* PROVIDED DATA:
____________

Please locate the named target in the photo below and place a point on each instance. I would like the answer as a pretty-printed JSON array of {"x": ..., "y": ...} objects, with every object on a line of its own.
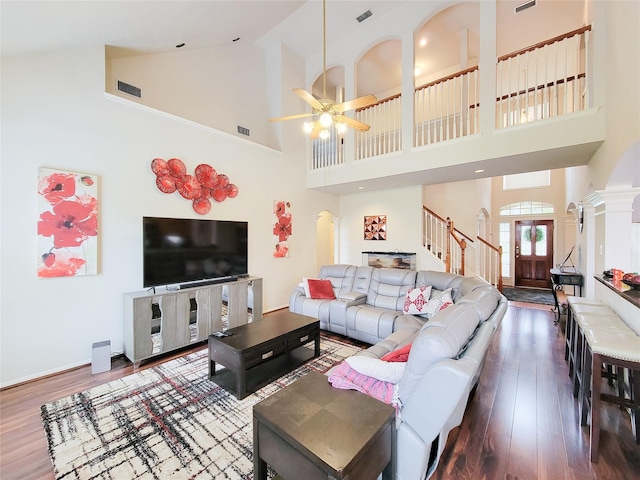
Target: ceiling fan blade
[
  {"x": 363, "y": 127},
  {"x": 360, "y": 102},
  {"x": 307, "y": 97},
  {"x": 291, "y": 117}
]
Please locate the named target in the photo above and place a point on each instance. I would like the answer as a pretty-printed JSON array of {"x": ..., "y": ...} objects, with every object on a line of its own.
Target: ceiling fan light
[
  {"x": 326, "y": 120},
  {"x": 308, "y": 127}
]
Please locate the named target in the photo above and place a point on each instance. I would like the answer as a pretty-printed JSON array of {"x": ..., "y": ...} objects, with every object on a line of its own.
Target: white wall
[
  {"x": 403, "y": 208},
  {"x": 168, "y": 83},
  {"x": 55, "y": 114}
]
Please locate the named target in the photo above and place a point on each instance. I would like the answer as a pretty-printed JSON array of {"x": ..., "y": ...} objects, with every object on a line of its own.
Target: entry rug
[
  {"x": 529, "y": 295},
  {"x": 165, "y": 422}
]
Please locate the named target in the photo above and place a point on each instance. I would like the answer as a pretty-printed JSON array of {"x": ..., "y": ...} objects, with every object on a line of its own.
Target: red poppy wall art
[
  {"x": 205, "y": 183},
  {"x": 282, "y": 228},
  {"x": 68, "y": 224},
  {"x": 375, "y": 227}
]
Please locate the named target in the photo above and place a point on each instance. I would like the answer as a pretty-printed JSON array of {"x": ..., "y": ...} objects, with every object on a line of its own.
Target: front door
[{"x": 533, "y": 253}]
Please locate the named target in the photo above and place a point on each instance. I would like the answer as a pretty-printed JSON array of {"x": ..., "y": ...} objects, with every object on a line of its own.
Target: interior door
[{"x": 533, "y": 253}]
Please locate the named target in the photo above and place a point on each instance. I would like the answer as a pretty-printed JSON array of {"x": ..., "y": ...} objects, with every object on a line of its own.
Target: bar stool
[
  {"x": 620, "y": 349},
  {"x": 600, "y": 317},
  {"x": 578, "y": 305}
]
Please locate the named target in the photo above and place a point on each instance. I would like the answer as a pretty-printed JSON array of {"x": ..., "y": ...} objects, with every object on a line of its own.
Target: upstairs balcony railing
[
  {"x": 447, "y": 108},
  {"x": 385, "y": 134},
  {"x": 544, "y": 80}
]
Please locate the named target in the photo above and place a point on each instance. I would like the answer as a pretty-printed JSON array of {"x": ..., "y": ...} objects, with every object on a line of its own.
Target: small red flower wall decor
[
  {"x": 204, "y": 184},
  {"x": 282, "y": 228},
  {"x": 68, "y": 224}
]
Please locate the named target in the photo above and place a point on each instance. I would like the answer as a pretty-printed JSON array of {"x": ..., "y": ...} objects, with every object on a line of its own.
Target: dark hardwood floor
[{"x": 521, "y": 423}]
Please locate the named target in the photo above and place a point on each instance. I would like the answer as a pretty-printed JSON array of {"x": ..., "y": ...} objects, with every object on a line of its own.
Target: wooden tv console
[{"x": 159, "y": 322}]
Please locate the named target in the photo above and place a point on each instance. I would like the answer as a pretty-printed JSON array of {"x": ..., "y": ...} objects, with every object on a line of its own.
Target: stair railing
[
  {"x": 454, "y": 260},
  {"x": 434, "y": 233},
  {"x": 490, "y": 263},
  {"x": 437, "y": 235}
]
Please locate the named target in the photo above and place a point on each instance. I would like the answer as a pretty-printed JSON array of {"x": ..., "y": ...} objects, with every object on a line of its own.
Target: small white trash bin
[{"x": 101, "y": 357}]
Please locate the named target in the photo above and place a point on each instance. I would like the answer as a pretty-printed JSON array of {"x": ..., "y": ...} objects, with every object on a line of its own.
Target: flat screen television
[{"x": 182, "y": 250}]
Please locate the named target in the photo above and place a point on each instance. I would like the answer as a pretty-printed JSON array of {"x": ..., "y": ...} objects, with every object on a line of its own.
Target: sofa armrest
[
  {"x": 338, "y": 307},
  {"x": 355, "y": 298}
]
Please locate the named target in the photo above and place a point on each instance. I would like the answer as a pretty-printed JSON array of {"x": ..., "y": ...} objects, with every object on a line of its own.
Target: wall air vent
[
  {"x": 524, "y": 6},
  {"x": 130, "y": 89},
  {"x": 364, "y": 16}
]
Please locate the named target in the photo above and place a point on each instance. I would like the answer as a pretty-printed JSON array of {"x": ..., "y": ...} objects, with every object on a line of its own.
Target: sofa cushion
[
  {"x": 433, "y": 343},
  {"x": 320, "y": 289},
  {"x": 416, "y": 300},
  {"x": 389, "y": 286},
  {"x": 484, "y": 300},
  {"x": 439, "y": 301},
  {"x": 373, "y": 367},
  {"x": 399, "y": 355}
]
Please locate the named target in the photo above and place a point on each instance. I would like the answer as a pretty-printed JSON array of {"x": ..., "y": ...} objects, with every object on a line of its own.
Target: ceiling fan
[{"x": 325, "y": 111}]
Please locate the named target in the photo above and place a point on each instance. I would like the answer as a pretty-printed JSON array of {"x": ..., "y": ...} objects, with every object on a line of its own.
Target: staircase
[{"x": 448, "y": 245}]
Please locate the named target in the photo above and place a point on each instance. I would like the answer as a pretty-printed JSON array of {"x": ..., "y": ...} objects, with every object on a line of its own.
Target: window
[
  {"x": 526, "y": 208},
  {"x": 505, "y": 243}
]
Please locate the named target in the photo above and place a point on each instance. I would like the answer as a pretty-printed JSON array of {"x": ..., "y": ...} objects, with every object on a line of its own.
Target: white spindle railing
[
  {"x": 541, "y": 81},
  {"x": 447, "y": 108},
  {"x": 489, "y": 263},
  {"x": 545, "y": 80},
  {"x": 385, "y": 134},
  {"x": 327, "y": 152}
]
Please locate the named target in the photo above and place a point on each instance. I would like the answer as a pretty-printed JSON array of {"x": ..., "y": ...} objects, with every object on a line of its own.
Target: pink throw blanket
[{"x": 346, "y": 378}]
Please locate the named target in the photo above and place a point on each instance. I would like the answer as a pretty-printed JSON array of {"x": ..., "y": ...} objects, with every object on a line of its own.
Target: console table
[
  {"x": 562, "y": 277},
  {"x": 159, "y": 322},
  {"x": 310, "y": 430}
]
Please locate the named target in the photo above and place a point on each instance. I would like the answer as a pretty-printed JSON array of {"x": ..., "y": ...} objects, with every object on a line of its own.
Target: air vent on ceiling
[
  {"x": 364, "y": 16},
  {"x": 524, "y": 6},
  {"x": 130, "y": 89}
]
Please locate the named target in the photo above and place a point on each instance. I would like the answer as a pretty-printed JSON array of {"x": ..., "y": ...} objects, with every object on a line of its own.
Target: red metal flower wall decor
[{"x": 205, "y": 183}]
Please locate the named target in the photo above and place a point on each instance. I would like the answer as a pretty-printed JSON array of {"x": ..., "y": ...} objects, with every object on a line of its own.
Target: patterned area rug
[
  {"x": 529, "y": 295},
  {"x": 167, "y": 421}
]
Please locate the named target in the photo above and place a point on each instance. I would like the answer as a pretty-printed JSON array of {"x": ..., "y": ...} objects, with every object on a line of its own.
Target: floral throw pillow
[
  {"x": 439, "y": 302},
  {"x": 415, "y": 303}
]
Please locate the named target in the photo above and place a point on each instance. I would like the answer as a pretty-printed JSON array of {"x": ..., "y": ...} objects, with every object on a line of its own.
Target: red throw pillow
[
  {"x": 400, "y": 355},
  {"x": 321, "y": 289}
]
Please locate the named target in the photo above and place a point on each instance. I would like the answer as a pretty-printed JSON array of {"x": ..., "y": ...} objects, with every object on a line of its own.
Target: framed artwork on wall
[
  {"x": 67, "y": 223},
  {"x": 375, "y": 227}
]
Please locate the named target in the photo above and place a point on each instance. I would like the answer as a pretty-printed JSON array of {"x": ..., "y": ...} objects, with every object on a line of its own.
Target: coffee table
[
  {"x": 310, "y": 430},
  {"x": 259, "y": 352}
]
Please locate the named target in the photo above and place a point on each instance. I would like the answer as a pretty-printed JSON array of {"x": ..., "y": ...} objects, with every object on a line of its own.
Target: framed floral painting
[
  {"x": 375, "y": 227},
  {"x": 67, "y": 224},
  {"x": 282, "y": 228}
]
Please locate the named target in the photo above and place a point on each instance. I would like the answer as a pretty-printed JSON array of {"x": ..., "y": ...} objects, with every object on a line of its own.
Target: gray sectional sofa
[{"x": 447, "y": 351}]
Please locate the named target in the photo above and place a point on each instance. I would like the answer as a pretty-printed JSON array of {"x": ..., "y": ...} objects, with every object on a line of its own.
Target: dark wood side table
[
  {"x": 310, "y": 430},
  {"x": 259, "y": 352},
  {"x": 561, "y": 277}
]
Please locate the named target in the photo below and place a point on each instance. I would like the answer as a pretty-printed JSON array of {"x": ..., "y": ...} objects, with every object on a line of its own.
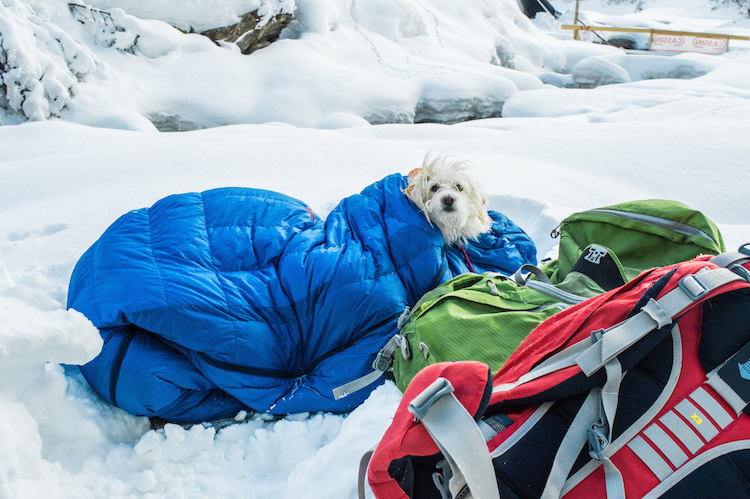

____________

* GIVEN TASK:
Count the lines in the data above that contain the word "railing", treating uppercase and lowercase as different. Reply with the number alone.

* RESULT OF THE TASK:
3